# TEXTO DO EXERCÍCIO

--

No dia 11 de setembro de 2020, foi realizada uma audiência pública na Câmara de Vereadores de São Francisco de Paula para tratar da licitação da concessão dos serviços da Flona. A audiência está disponível na íntegra no canal do ICMBio no Youtube

Na divulgação da audiência pública, o site do ICMBio traz diversos argumentos defendendo a concessão à iniciativa privada, entre eles: “as concessões atraem mais visitação e contribuem para o desenvolvimento socioeconômico em todo o entorno, além de gerar emprego e renda”. A inspiração é o modelo de concessões de parques dos Estados Unidos da América

Até o momento, nenhuma empresa ganhou a licitação. Ou seja, a negociação está aberta. 

E os indígenas Xoklengs entraram na disputa:
“Estamos prontos para lutar e morrer pelo nosso território. Esta terra é uma herança nossa e herança não se vende, não se troca, não se dá”, defende Woie Patté. “O grande espírito nos chamou e nós estamos atendendo. Tem várias coisas que o branco não entende, como isso, o que é esse chamado. Ninguém é obrigado a entender, mas é preciso respeitar”. 

Foto: Alass Derivas/Amigos da Terra Brasil

Os indígenas Xoklengs estão acampados na região de entrada do Floresta, onde hoje é uma plantação de Pinus. Estas árvores são consideradas pelo governo e por muitas empresas como reflorestamento. Nem nós, da Amigos da Terra Brasil, nem os indígenas consideramos que monocultura de árvores seja floresta. A historiadora Vanesa Arduin lembra que o que muitos chamam de reflorestamento era plantio para a explorar madeira. “Hoje se chama Unidade de Conservação, mas não se fundou pra conservação da biodiversidade e sim para conservar a exploração a longo prazo”, destaca. São 40% de território com árvores plantadas, que inclusive precisam de manejo. O que será feito com esta área se a Floresta Nacional for realmente concedida à iniciativa privada?

--

# INSTRUÇÕES DO EXERCÍCIO
a: Segundo o texto sobre a concessão da Flona, em que data foi realizada a audiência pública na Câmara de Vereadores de São Francisco de Paula?
b: Repita fielmente o trecho do texto sobre a concessão da Flona que começa com as palavras "Na divulgação da" e termina com "negociação está aberta.".
As linhas que vêm depois não têm relação com o texto sobre a concessão da Flona.

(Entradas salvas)
--

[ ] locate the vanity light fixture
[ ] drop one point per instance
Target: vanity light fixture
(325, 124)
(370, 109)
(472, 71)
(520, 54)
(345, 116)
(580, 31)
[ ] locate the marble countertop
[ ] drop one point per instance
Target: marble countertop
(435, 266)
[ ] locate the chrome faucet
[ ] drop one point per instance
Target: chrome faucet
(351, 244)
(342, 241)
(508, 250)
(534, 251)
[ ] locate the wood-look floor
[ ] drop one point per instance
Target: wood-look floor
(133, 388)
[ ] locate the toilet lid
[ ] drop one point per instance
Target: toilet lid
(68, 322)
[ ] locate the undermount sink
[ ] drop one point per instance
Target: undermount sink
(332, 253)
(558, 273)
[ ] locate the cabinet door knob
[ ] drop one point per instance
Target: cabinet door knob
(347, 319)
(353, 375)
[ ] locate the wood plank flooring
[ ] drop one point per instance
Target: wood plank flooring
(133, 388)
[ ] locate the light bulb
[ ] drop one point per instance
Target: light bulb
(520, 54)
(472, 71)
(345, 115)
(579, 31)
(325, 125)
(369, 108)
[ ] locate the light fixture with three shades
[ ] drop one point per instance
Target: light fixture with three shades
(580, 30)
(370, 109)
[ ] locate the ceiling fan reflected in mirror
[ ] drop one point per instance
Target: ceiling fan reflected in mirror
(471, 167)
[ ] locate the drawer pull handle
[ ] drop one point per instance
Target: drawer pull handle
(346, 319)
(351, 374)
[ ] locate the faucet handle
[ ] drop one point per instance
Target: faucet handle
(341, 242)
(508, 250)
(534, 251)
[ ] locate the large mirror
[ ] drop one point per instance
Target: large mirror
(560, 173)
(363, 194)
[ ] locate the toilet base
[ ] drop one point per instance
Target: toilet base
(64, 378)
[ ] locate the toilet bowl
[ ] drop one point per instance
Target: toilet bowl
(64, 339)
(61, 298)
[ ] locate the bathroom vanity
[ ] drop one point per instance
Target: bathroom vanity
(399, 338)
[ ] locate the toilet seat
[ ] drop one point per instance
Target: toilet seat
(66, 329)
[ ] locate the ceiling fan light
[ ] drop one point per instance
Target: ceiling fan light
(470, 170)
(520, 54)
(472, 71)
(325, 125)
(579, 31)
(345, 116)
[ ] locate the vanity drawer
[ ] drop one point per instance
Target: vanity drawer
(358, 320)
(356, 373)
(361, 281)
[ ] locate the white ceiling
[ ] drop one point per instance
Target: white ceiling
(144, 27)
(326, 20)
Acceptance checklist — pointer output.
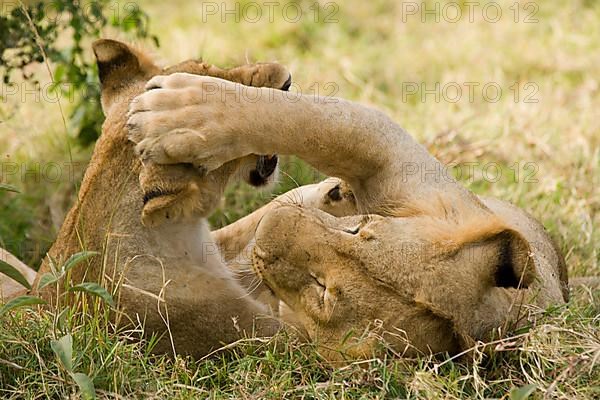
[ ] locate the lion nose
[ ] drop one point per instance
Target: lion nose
(287, 84)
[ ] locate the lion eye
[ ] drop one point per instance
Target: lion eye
(353, 231)
(357, 228)
(319, 281)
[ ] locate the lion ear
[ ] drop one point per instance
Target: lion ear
(514, 266)
(118, 67)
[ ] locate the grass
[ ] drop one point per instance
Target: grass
(548, 152)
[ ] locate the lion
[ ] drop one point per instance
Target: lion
(425, 264)
(165, 268)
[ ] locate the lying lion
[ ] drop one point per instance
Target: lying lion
(171, 277)
(427, 266)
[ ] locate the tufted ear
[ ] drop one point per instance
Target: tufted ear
(514, 268)
(118, 67)
(477, 286)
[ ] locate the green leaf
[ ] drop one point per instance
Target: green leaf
(63, 348)
(77, 258)
(85, 385)
(523, 392)
(94, 289)
(13, 274)
(46, 280)
(20, 301)
(8, 188)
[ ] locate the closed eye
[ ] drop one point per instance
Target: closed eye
(357, 228)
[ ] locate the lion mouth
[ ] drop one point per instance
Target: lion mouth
(156, 193)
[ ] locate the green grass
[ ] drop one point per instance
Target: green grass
(370, 54)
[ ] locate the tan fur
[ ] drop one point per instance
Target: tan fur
(165, 267)
(431, 268)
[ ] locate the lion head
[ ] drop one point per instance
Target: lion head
(424, 279)
(181, 191)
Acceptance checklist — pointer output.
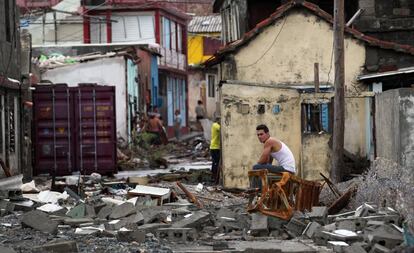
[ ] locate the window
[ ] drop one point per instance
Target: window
(211, 82)
(316, 118)
(133, 28)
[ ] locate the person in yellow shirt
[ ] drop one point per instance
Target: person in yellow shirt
(215, 149)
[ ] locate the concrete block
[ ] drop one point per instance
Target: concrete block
(259, 225)
(98, 207)
(311, 229)
(105, 212)
(152, 227)
(76, 222)
(39, 221)
(25, 206)
(346, 224)
(401, 11)
(90, 211)
(386, 236)
(337, 246)
(295, 227)
(179, 213)
(131, 236)
(379, 249)
(57, 247)
(275, 223)
(6, 250)
(197, 219)
(6, 207)
(355, 249)
(319, 214)
(77, 211)
(122, 210)
(115, 224)
(177, 234)
(365, 210)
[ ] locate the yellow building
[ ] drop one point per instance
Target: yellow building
(203, 42)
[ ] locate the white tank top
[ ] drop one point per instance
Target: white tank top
(285, 158)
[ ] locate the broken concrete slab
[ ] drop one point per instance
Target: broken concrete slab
(51, 208)
(177, 234)
(25, 205)
(379, 249)
(105, 212)
(39, 221)
(337, 246)
(90, 211)
(131, 236)
(386, 236)
(319, 214)
(259, 225)
(122, 210)
(77, 212)
(153, 227)
(75, 222)
(354, 249)
(90, 230)
(197, 219)
(57, 247)
(311, 229)
(295, 227)
(6, 206)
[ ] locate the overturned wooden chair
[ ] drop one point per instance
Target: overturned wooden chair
(282, 193)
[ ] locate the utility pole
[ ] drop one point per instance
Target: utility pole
(339, 100)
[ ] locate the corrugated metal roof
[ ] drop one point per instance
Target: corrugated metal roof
(205, 24)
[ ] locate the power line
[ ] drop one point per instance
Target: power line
(271, 45)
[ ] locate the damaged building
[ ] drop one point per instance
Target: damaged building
(267, 76)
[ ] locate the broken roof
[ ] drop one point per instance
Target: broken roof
(205, 24)
(314, 9)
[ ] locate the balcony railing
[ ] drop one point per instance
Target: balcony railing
(36, 3)
(173, 59)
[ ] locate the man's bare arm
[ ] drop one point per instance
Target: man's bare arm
(264, 157)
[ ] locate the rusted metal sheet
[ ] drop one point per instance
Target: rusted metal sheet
(52, 120)
(282, 193)
(74, 129)
(95, 129)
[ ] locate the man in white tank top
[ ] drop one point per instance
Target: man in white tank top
(274, 149)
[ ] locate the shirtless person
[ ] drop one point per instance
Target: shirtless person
(155, 127)
(274, 149)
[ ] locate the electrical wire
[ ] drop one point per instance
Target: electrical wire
(270, 47)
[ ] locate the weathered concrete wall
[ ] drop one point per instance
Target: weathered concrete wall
(109, 71)
(406, 108)
(197, 85)
(291, 57)
(395, 126)
(241, 150)
(315, 155)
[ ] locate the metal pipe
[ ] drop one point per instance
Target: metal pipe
(356, 15)
(54, 129)
(80, 130)
(94, 130)
(69, 130)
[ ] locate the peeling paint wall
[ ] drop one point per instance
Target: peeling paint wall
(315, 156)
(302, 39)
(242, 149)
(395, 126)
(284, 54)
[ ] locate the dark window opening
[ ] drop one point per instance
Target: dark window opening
(316, 118)
(261, 109)
(12, 126)
(211, 81)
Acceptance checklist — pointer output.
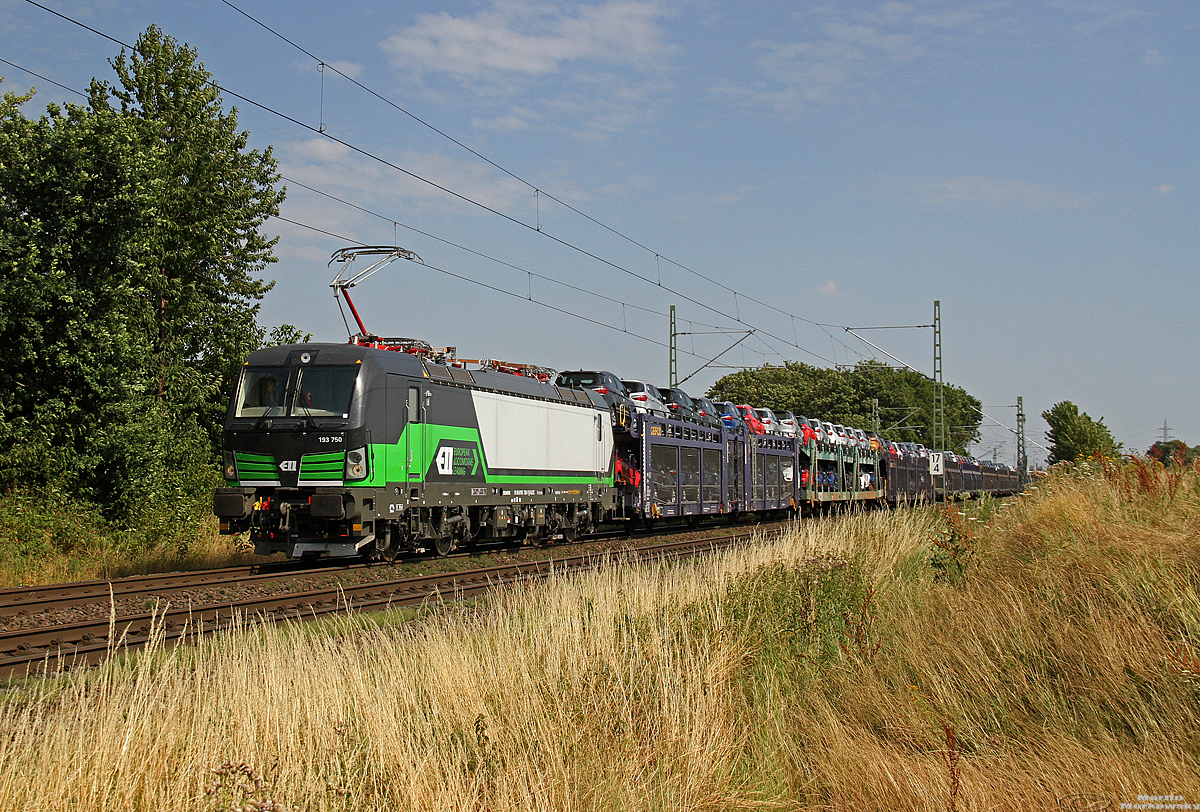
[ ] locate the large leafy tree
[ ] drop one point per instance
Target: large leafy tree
(1073, 434)
(844, 396)
(129, 289)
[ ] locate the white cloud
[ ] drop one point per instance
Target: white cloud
(333, 168)
(586, 70)
(993, 191)
(1153, 56)
(513, 37)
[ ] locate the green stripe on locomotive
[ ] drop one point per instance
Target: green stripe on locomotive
(390, 465)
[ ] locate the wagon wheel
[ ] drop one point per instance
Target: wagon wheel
(443, 546)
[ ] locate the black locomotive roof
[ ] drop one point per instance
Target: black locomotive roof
(321, 354)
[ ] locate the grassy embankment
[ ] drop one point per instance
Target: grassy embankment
(47, 537)
(905, 661)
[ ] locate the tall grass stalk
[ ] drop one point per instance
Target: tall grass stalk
(828, 669)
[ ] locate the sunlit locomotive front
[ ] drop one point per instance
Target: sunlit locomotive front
(348, 450)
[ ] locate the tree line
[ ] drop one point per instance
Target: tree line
(130, 262)
(845, 396)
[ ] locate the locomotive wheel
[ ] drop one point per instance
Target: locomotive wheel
(443, 546)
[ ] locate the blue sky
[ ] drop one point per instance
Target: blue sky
(1031, 164)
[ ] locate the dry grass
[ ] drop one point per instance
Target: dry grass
(827, 671)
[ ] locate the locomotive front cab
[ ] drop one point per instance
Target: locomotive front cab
(295, 446)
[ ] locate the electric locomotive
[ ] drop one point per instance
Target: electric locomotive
(346, 450)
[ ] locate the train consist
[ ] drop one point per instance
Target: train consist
(381, 446)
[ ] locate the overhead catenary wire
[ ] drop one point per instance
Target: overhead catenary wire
(493, 288)
(459, 196)
(538, 191)
(531, 274)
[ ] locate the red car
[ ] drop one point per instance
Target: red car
(751, 420)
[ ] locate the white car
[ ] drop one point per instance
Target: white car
(768, 420)
(647, 398)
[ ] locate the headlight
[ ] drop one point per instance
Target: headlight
(357, 464)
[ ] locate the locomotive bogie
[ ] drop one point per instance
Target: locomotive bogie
(348, 450)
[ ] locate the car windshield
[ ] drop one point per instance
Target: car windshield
(581, 379)
(295, 392)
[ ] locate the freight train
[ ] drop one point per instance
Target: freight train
(382, 446)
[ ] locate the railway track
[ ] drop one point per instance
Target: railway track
(51, 649)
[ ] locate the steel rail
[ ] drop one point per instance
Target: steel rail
(31, 600)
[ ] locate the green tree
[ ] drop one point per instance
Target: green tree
(203, 246)
(1073, 434)
(844, 396)
(129, 260)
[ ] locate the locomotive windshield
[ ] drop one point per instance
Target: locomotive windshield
(295, 391)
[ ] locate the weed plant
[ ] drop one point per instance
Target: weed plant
(838, 668)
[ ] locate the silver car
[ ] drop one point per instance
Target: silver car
(768, 419)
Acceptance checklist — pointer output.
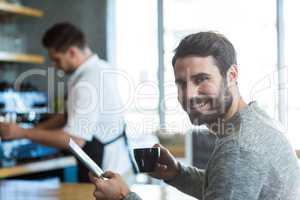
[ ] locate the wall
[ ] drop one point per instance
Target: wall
(89, 15)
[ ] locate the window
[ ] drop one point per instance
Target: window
(136, 56)
(249, 25)
(292, 32)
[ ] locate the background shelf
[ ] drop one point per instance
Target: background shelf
(8, 8)
(21, 58)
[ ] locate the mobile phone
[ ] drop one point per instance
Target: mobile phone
(85, 159)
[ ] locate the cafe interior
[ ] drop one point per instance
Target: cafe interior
(137, 38)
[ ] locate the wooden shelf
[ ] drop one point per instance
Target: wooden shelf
(40, 166)
(8, 8)
(21, 58)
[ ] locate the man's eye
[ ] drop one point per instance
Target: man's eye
(201, 79)
(181, 84)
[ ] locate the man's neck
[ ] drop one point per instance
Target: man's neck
(83, 57)
(220, 126)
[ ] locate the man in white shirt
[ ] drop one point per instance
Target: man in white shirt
(94, 107)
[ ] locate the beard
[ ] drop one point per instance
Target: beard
(206, 109)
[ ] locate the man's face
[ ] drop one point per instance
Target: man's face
(202, 91)
(61, 60)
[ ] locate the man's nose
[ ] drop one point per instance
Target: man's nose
(192, 91)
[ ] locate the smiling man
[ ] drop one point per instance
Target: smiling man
(252, 159)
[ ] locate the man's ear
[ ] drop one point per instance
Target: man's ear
(72, 51)
(232, 75)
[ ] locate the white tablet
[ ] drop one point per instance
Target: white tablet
(85, 159)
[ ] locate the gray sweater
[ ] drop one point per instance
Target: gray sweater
(252, 160)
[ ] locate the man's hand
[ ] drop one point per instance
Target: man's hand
(10, 131)
(167, 167)
(114, 188)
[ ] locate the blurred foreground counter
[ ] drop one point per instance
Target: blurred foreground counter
(33, 167)
(54, 190)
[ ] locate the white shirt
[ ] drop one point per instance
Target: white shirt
(95, 108)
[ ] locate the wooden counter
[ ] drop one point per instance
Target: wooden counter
(18, 190)
(38, 166)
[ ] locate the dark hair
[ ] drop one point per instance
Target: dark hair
(205, 44)
(62, 36)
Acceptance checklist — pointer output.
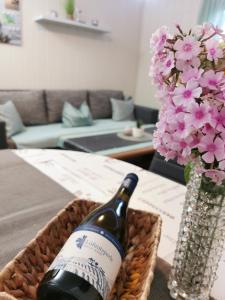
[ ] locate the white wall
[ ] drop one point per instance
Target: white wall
(63, 57)
(156, 14)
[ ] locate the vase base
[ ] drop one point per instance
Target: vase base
(179, 294)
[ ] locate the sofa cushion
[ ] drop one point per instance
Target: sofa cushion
(99, 102)
(76, 117)
(55, 100)
(30, 105)
(11, 117)
(53, 135)
(122, 110)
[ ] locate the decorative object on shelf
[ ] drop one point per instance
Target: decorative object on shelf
(53, 14)
(80, 17)
(70, 9)
(12, 4)
(188, 71)
(95, 22)
(72, 23)
(144, 137)
(10, 22)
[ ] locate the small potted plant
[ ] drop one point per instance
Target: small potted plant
(70, 8)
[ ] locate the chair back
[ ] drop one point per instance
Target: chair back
(169, 169)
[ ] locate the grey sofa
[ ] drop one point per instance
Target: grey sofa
(41, 113)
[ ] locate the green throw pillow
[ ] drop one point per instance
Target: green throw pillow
(75, 117)
(122, 110)
(10, 115)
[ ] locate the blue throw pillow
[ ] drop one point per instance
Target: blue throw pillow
(75, 117)
(122, 110)
(10, 115)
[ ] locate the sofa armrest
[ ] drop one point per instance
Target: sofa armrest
(3, 138)
(146, 114)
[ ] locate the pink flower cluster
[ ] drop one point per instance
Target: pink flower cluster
(188, 71)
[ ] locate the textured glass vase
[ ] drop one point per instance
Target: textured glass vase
(200, 241)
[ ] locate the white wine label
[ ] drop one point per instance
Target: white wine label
(93, 254)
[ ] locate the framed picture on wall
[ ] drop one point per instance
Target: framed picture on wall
(12, 4)
(10, 22)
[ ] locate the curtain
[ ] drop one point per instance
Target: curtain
(212, 11)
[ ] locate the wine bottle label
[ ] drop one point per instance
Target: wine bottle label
(94, 254)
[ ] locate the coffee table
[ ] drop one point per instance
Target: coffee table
(112, 145)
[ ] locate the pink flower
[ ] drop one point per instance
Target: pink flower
(204, 29)
(168, 64)
(191, 73)
(182, 65)
(199, 115)
(158, 39)
(213, 148)
(186, 95)
(217, 176)
(222, 165)
(181, 127)
(173, 112)
(212, 80)
(208, 129)
(213, 50)
(183, 146)
(187, 48)
(218, 119)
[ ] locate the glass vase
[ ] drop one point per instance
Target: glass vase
(200, 241)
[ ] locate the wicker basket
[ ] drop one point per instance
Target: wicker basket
(20, 278)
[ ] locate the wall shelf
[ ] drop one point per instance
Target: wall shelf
(64, 22)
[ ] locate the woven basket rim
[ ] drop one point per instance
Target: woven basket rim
(147, 281)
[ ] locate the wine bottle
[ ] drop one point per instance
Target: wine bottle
(87, 265)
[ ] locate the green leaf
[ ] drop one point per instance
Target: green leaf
(187, 171)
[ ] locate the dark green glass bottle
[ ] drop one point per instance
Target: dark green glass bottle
(87, 265)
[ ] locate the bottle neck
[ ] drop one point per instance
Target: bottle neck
(123, 194)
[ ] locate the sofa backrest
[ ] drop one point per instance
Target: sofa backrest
(99, 102)
(55, 100)
(30, 105)
(43, 107)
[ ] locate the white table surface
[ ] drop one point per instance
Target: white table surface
(98, 177)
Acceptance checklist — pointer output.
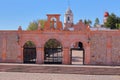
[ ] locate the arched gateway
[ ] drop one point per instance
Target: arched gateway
(29, 52)
(53, 52)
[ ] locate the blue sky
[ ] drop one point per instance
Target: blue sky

--

# RESULTADOS DO EXERCÍCIO
a: No dia 11 de setembro de 2020.

b:
Na divulgação da audiência pública, o site do ICMBio traz diversos argumentos defendendo a concessão à iniciativa privada, entre eles: “as concessões atraem mais visitação e contribuem para o desenvolvimento socioeconômico em todo o entorno, além de gerar emprego e renda”. A inspiração é o modelo de concessões de parques dos Estados Unidos da América

Até o momento, nenhuma empresa ganhou a licitação. Ou seja, a negociação está aberta.